- RECORDS PROVIDED:

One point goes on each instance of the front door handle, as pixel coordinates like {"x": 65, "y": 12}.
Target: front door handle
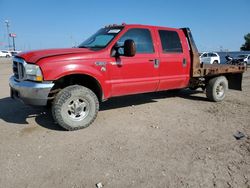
{"x": 156, "y": 62}
{"x": 184, "y": 62}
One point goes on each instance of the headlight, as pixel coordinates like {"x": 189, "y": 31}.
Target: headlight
{"x": 33, "y": 72}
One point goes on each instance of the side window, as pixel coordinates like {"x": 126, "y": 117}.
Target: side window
{"x": 170, "y": 42}
{"x": 142, "y": 39}
{"x": 204, "y": 55}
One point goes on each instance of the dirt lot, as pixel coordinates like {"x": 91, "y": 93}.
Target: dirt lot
{"x": 149, "y": 140}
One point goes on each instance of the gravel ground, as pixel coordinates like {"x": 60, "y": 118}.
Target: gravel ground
{"x": 148, "y": 140}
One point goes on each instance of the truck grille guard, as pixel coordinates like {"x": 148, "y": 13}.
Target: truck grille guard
{"x": 19, "y": 69}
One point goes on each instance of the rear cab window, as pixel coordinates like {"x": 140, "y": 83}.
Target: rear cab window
{"x": 142, "y": 38}
{"x": 170, "y": 41}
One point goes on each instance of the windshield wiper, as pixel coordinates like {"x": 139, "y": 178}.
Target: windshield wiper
{"x": 83, "y": 46}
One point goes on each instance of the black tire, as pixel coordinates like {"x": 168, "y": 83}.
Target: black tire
{"x": 215, "y": 62}
{"x": 216, "y": 89}
{"x": 75, "y": 107}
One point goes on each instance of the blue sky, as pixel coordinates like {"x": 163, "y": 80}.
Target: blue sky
{"x": 63, "y": 23}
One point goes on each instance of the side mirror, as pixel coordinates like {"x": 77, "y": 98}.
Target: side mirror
{"x": 129, "y": 48}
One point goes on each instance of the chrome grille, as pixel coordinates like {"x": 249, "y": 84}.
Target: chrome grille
{"x": 18, "y": 68}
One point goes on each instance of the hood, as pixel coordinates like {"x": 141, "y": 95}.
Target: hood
{"x": 34, "y": 56}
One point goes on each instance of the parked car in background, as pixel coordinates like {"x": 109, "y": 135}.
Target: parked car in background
{"x": 244, "y": 58}
{"x": 209, "y": 58}
{"x": 5, "y": 53}
{"x": 13, "y": 53}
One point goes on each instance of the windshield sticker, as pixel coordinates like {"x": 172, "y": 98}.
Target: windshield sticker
{"x": 114, "y": 31}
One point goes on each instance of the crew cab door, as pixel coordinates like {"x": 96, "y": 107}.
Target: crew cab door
{"x": 138, "y": 74}
{"x": 174, "y": 67}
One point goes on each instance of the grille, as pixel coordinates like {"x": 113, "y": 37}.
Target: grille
{"x": 18, "y": 69}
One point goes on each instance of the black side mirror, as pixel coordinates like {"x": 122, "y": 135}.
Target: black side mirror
{"x": 129, "y": 48}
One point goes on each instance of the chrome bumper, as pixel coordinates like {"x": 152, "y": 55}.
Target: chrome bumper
{"x": 31, "y": 93}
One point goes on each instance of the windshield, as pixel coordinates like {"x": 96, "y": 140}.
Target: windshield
{"x": 101, "y": 38}
{"x": 242, "y": 56}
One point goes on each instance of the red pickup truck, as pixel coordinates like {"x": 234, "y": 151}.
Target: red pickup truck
{"x": 117, "y": 60}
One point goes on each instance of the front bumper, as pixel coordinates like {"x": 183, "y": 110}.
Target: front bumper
{"x": 29, "y": 92}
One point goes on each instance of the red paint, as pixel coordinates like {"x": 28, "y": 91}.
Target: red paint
{"x": 123, "y": 76}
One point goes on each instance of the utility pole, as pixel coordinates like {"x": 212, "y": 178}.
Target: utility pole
{"x": 8, "y": 32}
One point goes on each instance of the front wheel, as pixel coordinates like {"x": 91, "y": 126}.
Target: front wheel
{"x": 216, "y": 89}
{"x": 75, "y": 107}
{"x": 215, "y": 62}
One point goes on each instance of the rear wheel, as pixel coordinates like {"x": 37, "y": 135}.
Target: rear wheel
{"x": 215, "y": 62}
{"x": 75, "y": 107}
{"x": 216, "y": 89}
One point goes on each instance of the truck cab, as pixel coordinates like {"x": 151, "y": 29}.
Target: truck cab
{"x": 117, "y": 60}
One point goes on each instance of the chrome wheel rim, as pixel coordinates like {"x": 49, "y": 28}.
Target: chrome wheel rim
{"x": 78, "y": 109}
{"x": 220, "y": 90}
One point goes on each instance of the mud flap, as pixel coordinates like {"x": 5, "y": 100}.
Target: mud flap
{"x": 235, "y": 81}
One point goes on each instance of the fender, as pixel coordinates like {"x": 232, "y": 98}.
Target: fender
{"x": 55, "y": 70}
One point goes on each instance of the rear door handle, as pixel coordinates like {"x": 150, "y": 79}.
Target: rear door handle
{"x": 156, "y": 62}
{"x": 184, "y": 62}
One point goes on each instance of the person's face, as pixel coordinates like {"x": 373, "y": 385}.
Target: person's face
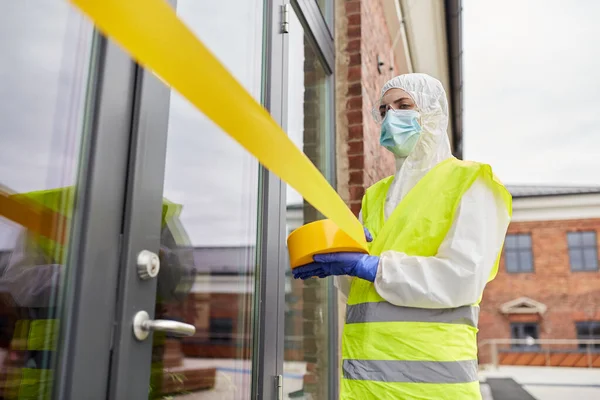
{"x": 395, "y": 99}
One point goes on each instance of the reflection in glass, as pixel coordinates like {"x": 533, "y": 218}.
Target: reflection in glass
{"x": 211, "y": 186}
{"x": 43, "y": 74}
{"x": 306, "y": 364}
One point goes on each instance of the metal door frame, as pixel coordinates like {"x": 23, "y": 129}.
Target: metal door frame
{"x": 88, "y": 301}
{"x": 131, "y": 359}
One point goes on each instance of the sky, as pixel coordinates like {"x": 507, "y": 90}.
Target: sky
{"x": 532, "y": 83}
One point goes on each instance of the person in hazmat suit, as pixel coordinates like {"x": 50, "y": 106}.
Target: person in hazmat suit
{"x": 435, "y": 231}
{"x": 31, "y": 281}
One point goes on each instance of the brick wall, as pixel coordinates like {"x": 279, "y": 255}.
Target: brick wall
{"x": 361, "y": 36}
{"x": 569, "y": 296}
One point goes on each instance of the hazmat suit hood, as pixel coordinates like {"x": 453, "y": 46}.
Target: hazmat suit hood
{"x": 433, "y": 146}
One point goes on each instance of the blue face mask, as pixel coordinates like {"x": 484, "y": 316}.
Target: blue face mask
{"x": 400, "y": 131}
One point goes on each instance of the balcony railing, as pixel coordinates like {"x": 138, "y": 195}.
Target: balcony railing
{"x": 584, "y": 353}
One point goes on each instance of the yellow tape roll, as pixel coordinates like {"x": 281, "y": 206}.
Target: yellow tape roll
{"x": 154, "y": 36}
{"x": 318, "y": 238}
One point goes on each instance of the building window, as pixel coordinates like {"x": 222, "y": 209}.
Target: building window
{"x": 528, "y": 331}
{"x": 583, "y": 251}
{"x": 221, "y": 330}
{"x": 518, "y": 256}
{"x": 589, "y": 330}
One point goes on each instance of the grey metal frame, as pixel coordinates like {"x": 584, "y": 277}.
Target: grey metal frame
{"x": 87, "y": 322}
{"x": 268, "y": 349}
{"x": 142, "y": 225}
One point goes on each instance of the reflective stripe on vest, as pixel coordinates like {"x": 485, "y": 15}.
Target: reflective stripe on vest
{"x": 411, "y": 371}
{"x": 402, "y": 352}
{"x": 386, "y": 312}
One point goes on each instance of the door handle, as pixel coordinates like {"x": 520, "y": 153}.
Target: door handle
{"x": 143, "y": 325}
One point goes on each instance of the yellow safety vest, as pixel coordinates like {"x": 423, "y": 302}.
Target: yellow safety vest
{"x": 392, "y": 352}
{"x": 41, "y": 334}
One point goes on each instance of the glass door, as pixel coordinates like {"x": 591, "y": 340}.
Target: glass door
{"x": 65, "y": 121}
{"x": 188, "y": 291}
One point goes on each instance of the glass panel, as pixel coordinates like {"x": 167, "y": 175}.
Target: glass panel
{"x": 307, "y": 341}
{"x": 524, "y": 241}
{"x": 589, "y": 239}
{"x": 530, "y": 330}
{"x": 510, "y": 242}
{"x": 590, "y": 259}
{"x": 210, "y": 224}
{"x": 595, "y": 329}
{"x": 576, "y": 259}
{"x": 574, "y": 239}
{"x": 511, "y": 261}
{"x": 525, "y": 261}
{"x": 43, "y": 78}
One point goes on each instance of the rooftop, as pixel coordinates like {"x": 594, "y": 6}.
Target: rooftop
{"x": 519, "y": 191}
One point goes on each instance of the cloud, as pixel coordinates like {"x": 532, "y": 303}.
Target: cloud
{"x": 532, "y": 74}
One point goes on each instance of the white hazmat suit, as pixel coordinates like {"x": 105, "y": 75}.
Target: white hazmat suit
{"x": 458, "y": 273}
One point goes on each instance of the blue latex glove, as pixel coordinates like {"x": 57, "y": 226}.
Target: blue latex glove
{"x": 360, "y": 265}
{"x": 353, "y": 264}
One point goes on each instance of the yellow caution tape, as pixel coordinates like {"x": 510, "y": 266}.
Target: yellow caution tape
{"x": 154, "y": 36}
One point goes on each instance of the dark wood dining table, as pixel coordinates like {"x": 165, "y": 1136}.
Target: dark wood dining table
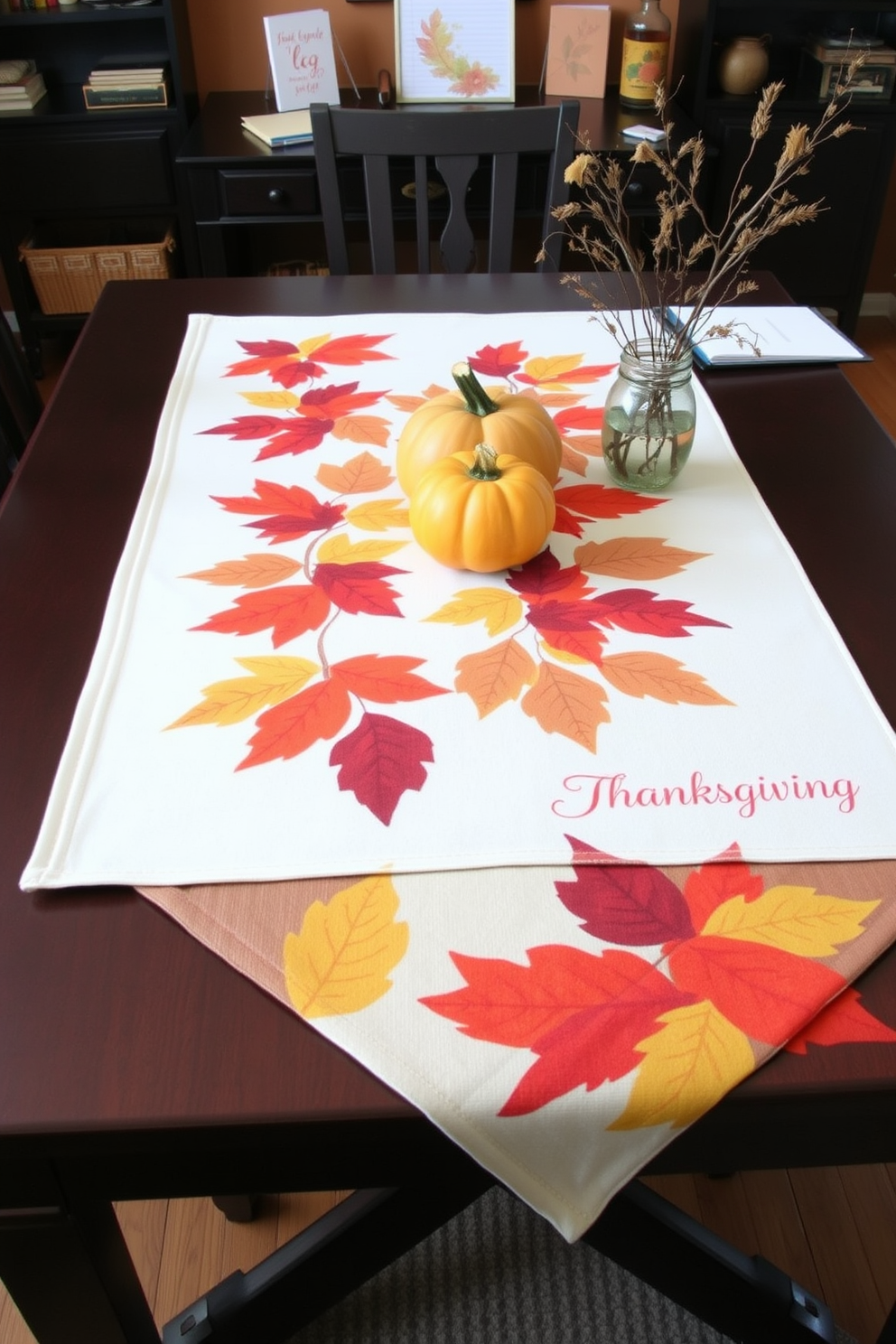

- JOB: Nothing but the lines from the line containing "One point goes on each instance of the rooftop, as" through the last line of the material may be output, and they must be copied exactly, without pictures.

- RESPONSE FOR THIS EXERCISE:
One point goes on each instance of the rooftop, as pixel coordinates like {"x": 594, "y": 6}.
Target: rooftop
{"x": 519, "y": 191}
One point goes on each instance of the cloud, as pixel coordinates like {"x": 532, "y": 303}.
Target: cloud
{"x": 532, "y": 74}
One point goes on each instance of the white hazmat suit, as pixel coordinates like {"x": 105, "y": 75}.
Target: white hazmat suit
{"x": 458, "y": 273}
One point goes on each instance of the blue latex glove, as pixel coordinates like {"x": 57, "y": 226}.
Target: blue latex glove
{"x": 360, "y": 265}
{"x": 353, "y": 264}
One point goes on each instance of the yellow caution tape, as pixel coordinates like {"x": 510, "y": 266}.
Target: yellow caution tape
{"x": 154, "y": 36}
One point goes on each instance of the dark wood dining table, as pixel coordinates like {"x": 165, "y": 1136}.
Target: dark wood dining table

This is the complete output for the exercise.